----- SOURCE MATERIAL -----
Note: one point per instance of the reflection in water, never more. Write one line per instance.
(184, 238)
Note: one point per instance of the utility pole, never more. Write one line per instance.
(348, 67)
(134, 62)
-----
DO THIS → Rewrite every line above, shifting each coordinate in the answers up by 61 and leaving all other wording unchanged.

ANSWER TO THIS TASK →
Note: one point per instance of the reflection in water, never more. Write one line per instance.
(245, 299)
Note: one point per instance of the utility pole, never more. Write one line per instance.
(409, 128)
(195, 123)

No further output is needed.